EXERCISE DIRECTIONS: Return, word for word, the part of the material that opens with its first line and closes with the line containing "293), (168, 282)]", both ends included.

GIVEN DATA:
* * * * * * *

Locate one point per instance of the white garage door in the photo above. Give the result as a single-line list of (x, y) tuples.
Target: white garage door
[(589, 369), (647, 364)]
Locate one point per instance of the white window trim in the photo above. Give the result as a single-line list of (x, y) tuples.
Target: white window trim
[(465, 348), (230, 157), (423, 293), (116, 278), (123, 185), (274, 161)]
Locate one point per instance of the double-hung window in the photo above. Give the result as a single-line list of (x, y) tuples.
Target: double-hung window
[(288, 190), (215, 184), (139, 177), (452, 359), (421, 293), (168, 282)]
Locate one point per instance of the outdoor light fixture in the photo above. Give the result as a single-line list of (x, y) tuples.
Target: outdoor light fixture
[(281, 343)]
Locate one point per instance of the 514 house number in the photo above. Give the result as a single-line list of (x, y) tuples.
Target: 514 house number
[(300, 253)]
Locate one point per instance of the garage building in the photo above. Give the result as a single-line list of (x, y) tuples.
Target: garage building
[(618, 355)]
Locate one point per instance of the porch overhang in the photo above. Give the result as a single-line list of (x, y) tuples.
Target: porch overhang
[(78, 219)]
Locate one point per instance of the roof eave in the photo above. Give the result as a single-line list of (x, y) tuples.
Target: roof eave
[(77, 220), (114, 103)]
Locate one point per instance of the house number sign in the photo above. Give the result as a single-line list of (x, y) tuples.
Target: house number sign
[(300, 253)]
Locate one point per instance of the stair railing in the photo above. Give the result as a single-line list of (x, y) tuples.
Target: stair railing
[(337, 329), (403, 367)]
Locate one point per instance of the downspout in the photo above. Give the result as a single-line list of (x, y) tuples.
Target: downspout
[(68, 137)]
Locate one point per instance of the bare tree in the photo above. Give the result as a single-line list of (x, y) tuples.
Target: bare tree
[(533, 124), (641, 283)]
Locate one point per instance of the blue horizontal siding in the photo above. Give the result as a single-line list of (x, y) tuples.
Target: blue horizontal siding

* * * * * * *

WRITTEN SOLUTION:
Locate one point per instance of the white garage door in the photo above. Give the result as a single-line list of (x, y) tuples.
Target: white garage door
[(589, 369), (647, 364)]
Locate one point per instance of the white window trim in the photo above. Give the result as a single-line list of (x, y) tuples.
Target: white window trim
[(465, 348), (230, 157), (423, 293), (116, 278), (123, 185), (274, 161)]
Locate one point per instance of the double-hung window in the photo above. Give the result as a single-line list of (x, y) tuples.
Target: double-hung window
[(288, 190), (215, 184), (139, 177), (452, 359), (421, 293), (168, 282)]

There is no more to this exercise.